>>

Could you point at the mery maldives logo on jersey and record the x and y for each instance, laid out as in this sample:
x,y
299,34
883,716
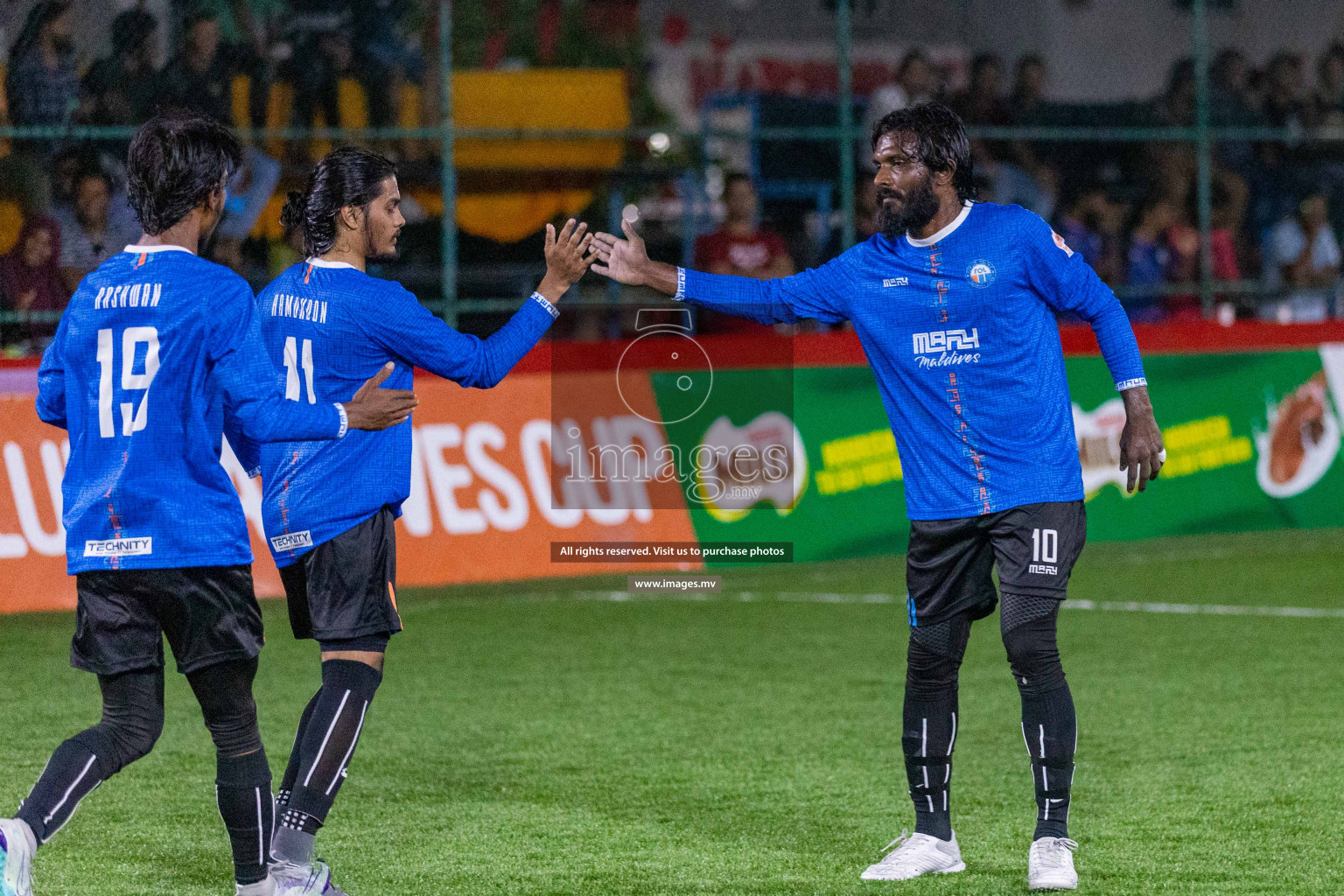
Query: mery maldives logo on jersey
x,y
982,273
952,346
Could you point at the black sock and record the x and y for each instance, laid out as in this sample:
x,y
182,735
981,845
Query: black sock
x,y
242,788
930,731
324,748
1050,728
132,719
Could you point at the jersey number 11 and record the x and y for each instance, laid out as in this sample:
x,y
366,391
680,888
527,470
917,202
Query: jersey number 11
x,y
292,368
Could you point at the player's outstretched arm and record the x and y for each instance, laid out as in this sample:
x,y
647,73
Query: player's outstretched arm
x,y
814,293
378,409
408,331
245,373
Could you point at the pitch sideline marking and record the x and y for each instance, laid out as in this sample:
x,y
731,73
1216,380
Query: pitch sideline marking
x,y
1105,606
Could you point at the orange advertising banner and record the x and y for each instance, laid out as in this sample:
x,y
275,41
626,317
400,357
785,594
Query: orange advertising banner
x,y
486,496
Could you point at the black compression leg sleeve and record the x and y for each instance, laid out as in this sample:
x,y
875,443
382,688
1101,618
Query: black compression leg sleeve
x,y
132,720
1048,722
242,780
929,719
326,748
286,783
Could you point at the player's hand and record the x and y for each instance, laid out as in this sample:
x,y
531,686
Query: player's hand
x,y
626,261
567,258
378,409
1141,452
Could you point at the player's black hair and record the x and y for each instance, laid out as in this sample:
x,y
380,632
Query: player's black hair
x,y
176,160
93,171
39,18
197,17
941,141
347,176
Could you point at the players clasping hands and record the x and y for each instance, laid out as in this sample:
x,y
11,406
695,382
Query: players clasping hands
x,y
1141,452
567,258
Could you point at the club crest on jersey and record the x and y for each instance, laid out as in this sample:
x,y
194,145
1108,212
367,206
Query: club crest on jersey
x,y
118,549
982,273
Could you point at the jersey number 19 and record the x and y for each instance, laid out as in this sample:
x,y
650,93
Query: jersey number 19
x,y
132,418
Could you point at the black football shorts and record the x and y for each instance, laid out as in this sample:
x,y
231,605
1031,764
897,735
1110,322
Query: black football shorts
x,y
346,589
949,564
208,614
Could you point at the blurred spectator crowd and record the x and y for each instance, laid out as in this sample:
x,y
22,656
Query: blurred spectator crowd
x,y
1128,207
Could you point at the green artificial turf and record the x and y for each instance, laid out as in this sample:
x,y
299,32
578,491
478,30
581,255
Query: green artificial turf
x,y
547,739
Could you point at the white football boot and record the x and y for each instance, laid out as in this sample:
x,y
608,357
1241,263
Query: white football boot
x,y
304,880
915,855
15,858
1051,864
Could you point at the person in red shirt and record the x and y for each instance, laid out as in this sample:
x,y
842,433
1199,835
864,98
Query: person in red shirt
x,y
742,248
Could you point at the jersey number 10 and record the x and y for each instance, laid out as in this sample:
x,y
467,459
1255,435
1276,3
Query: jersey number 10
x,y
292,368
132,418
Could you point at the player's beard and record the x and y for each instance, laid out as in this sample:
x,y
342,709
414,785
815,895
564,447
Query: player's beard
x,y
917,208
375,256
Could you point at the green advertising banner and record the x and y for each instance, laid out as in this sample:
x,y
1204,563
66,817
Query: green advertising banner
x,y
1253,442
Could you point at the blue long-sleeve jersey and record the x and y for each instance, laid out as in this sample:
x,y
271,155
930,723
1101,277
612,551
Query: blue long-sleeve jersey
x,y
158,354
328,326
960,331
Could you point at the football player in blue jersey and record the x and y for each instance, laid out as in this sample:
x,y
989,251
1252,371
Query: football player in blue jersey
x,y
955,303
156,355
330,514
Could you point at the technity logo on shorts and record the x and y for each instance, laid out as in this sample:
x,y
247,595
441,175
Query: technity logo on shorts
x,y
952,346
292,540
118,547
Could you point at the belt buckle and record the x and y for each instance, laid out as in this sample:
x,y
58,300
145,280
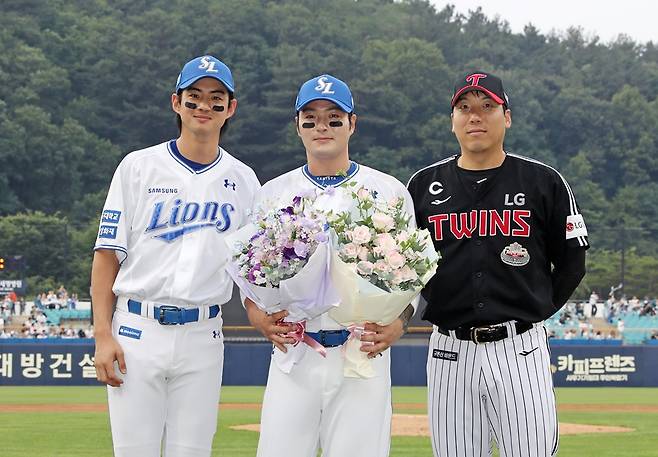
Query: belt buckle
x,y
161,314
474,332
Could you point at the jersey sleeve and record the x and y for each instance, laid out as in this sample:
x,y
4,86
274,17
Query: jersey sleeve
x,y
567,225
255,187
115,218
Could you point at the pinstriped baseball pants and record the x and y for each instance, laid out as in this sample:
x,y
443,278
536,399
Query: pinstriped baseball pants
x,y
500,391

<<

— EXERCISE PROMPT —
Leave the images aside and retype each line of the listing above exactly.

— SOLUTION —
Could you point at the mery maldives logo on jersey and record the x and y for each instance, laid out as in this sample:
x,y
299,34
883,716
Query: mery maldives logo on jersey
x,y
982,273
952,346
Could you point at the black sock and record the x and y for each instance, laid out as in this sample:
x,y
182,735
981,845
Query: black sock
x,y
242,788
930,731
324,748
1050,728
132,719
Could you point at the jersey number 11 and record the x and y for each instance, laid out as in this sample:
x,y
366,391
680,888
527,470
917,202
Query: jersey number 11
x,y
292,368
Could you point at the player's outstretched arm and record the x and y for each instance, laid out as in this sample:
x,y
647,73
Query: player's outstretched arm
x,y
814,293
378,409
408,331
245,373
Could you point at the pitch sideline marking and record the x and y for each instance, laid out as in this sample:
x,y
731,73
1216,380
Query: pitch sideline marking
x,y
1105,606
Could you point at the orange advertising banner and record the x and y for each instance, laid out as in this sample:
x,y
275,41
626,317
400,357
785,594
Query: orange advertising banner
x,y
486,496
Could you point at the black compression leg sleeve and record the x and y for each instance, laid out as in this sample:
x,y
875,443
382,688
1101,618
Query: black compression leg sleeve
x,y
132,720
1048,722
242,780
929,719
326,748
286,783
Could you point at the player's hand and record the x and y for each instance, laid out as in this sample:
x,y
531,686
Query: player's hand
x,y
626,261
567,258
378,409
1141,452
Could you point at the player's black hair and record the x and y for each instance, laid out as in this sample:
x,y
380,632
Query: player's black hair
x,y
176,160
93,171
39,18
197,17
941,141
347,176
Could you point at the players clasping hands and record the x and y for each instance, laid out as in this sample:
x,y
11,406
695,382
Query: players clasping hands
x,y
1141,452
567,258
Could you point at the club crest on jersey and record the x and y for each instance, laid out as in this sample:
x,y
194,145
1108,212
367,206
Query: club crest on jersey
x,y
118,549
982,273
Could you point at the jersey number 19 and record the x and y for each instance, laid out as in this sample:
x,y
650,93
Query: jersey number 19
x,y
132,418
Could you point at the black football shorts and record the x and y for each instance, laid out as in this sample:
x,y
231,605
1031,764
897,735
1110,322
Query: black football shorts
x,y
346,589
949,564
208,614
Could you point at the blurred spectator crowd and record the x and y for each instance, laid out as in this sample:
x,y
22,656
Query: blurred spectator crowd
x,y
1128,207
Could you point at the green artificial turf and record the x and y for each instance, laid out as in this sample:
x,y
299,32
578,491
478,30
581,255
Query: green artificial turf
x,y
547,739
Could you point at the white football boot and record the x and y for each instance, laid out as in this sample:
x,y
608,357
1241,263
Query: white football boot
x,y
304,880
915,855
15,858
1051,864
Could you point at the person in red shirt and record the x and y for each instance, laid out as in this sample:
x,y
842,433
1199,835
864,98
Query: person in red shirt
x,y
742,248
Could you point at the jersey number 10 and record the x and y for each instance, laid out as in this sample:
x,y
467,459
1255,435
1276,3
Query: jersey number 10
x,y
292,368
132,418
Could you point at the player's beard and record the x and y for each instance, laid out as in this sample:
x,y
342,709
414,785
815,895
564,447
Query: player's beard
x,y
917,208
375,256
Could you point at the green advertising banner and record the x and y for each instance, laid out as in this sample:
x,y
1204,563
66,817
Query: green advertising banner
x,y
1253,442
Could you point at the blue long-sleeve jersey and record the x and y for each instance, laid out as in this sample:
x,y
271,155
930,723
1101,277
612,551
Query: blue long-sleeve jersey
x,y
158,354
328,326
960,331
Could you point at the football player in blue jersey and record the x and y for each instance, laid out as in this sample:
x,y
989,251
1252,371
Query: football player in blue jersey
x,y
955,303
156,355
330,514
Could you point at the technity logo on shorts and record the x and y for each instance, laid out as in this sample:
x,y
247,595
441,175
Query: technity logo on shorts
x,y
952,346
292,540
118,547
Could you point at the belt buckle and record the x and y for each instance, laid out as in this sample:
x,y
58,300
145,280
Query: belt buckle
x,y
161,314
474,332
Could you point at the jersey sleeve and record the x and y for each instance, laid out as in this sample:
x,y
4,86
274,17
Query: jersey sleeve
x,y
567,225
255,187
115,218
Could you point at the pinstriped baseball pants and record the x and y for each instance, laid out as in this sample:
x,y
443,278
536,399
Query: pinstriped baseball pants
x,y
500,391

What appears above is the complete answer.